--- Belge alıntısı ---

AK Parti bu rolü ortaya koyarken, "ittifak" ettiği MHP'yi de, 2013'e "çekmelidir?"…

Aktif bir şekilde, Kürtlerin bulunduğu alanda, bulundurmalıdır..

Malum, "Kürt meselesinde" en büyük can yakıcı unsur, "ötekileştiren milliyetçiliktir"..

"Tekçi, vesayetçi, inkar ve asimilasyon" eksenli "milliyetçilik" ateşi, Kürtlerin bulunduğu alanda "radikal milliyetçiliğin" üremesine, neden oldu?…

Demem o ki; meselenin temelinde "milliyetçilik" var, çözümünde de "milliyetçi kesimin de" payı büyük olmalıdır…

Halk deyimidir, "ateş ateşi söndürür?"…

İki tarafta "ırkçılığa ve ayırımcılığa" maruz kalındığını iddia ederek; "siyasi bir kulvar" geliştirip, alan buluyorlar…

İşte bu iki "veba" olan ırkçılık ve ayırımcılık virüsünü yayan "ırk ve inanç" noktasındaki radikal milliyetçiliğinin "birer yıkım" olduğu anlatılmalı..

Özellikle MHP Kürtlerle kendisine dair oluşan "bu yöndeki" algıyı dağıtma adına, "söylemlerin gerçek" olmadığını, her platformda anlatmalı!…

Eğer ki, bu sağlanırsa bir sonuç alınabilir?..

Yoksa, MHP İyi Parti'nin de sahadaki "ayırımcı olmayan" milliyetçiliğinin getirdiği kazanımların kendisinde yaratacağı handikaba kapılıp, tavrını sürdürürse!..

Cumhur kadar, AK Parti de "yara" almaya devam eder!…

AK Parti istediği kadar "Kürtlerle" yeni bir diyalog, sayfa, 2005'e dönük "ruhu" diriltmeye devam ederse etsin, MHP ile olan "ittifakı" sürdüğü sürece, "değişen bir şey" olmaz!…

***

Netice itibariyle!…

Çok yönlü bir şekilde; taraflar merkeze, asıl yuvaya dönmelidirler..

Kürtler bu yuvada, "asli unsur" olarak kendilerini görmeliler..

Bu dönüş, iktidarın kendi geleceğinden daha çok, ülkenin ve milletin geleceği için, yapılması elzemdir ve ivedilik ister..

Üstadın güzel bir ifadesi, "yol yürümekle" aşınmaz, önemli olan yoldaki çukurları, yarıkları tamir edip, koşabilmektir…

Türkiye, 2023'e odaklı iki yıllık zamanın uzun soluğuyla; gönül köprülerini yıkan rotada değil, gönülleri buluşturan, ucu her gönülle ulaşan köprüler inşa edilmelidir!…

***

28 ŞUBATÇILAR HAPSE TIKILMALI?….

Geçtiğimiz Cuma günü, önemli bir davanın, önemli bir karar duruşması vardı?..

---

Görev tanımı:
Belge alıntısına göre "Kürt meselesinde" en büyük can yakıcı unsur nedir? Aşağıdaki verilerin belge alıntısıyla bir ilgisi yoktur.

--- Verilen veriler ---

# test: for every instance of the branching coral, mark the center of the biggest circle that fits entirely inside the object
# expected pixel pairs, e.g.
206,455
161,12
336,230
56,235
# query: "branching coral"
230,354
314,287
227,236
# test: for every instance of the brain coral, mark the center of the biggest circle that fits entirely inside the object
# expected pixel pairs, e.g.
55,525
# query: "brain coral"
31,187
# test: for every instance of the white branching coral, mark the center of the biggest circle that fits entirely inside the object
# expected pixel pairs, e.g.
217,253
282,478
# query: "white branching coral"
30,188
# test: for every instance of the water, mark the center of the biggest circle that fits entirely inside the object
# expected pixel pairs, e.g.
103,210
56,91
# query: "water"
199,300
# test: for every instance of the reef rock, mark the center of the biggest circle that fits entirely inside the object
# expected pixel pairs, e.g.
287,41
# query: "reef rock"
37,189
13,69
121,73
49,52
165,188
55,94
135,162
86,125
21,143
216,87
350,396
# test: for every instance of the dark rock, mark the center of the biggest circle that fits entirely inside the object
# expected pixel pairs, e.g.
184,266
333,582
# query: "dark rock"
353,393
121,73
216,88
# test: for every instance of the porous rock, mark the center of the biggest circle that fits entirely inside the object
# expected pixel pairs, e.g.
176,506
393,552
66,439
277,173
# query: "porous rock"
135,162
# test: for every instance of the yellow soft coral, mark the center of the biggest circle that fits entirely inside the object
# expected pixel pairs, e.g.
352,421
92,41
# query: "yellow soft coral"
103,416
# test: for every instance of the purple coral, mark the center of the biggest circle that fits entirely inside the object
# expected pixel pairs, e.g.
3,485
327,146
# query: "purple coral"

---

Çözüm:
Ötekileştiren milliyetçilik.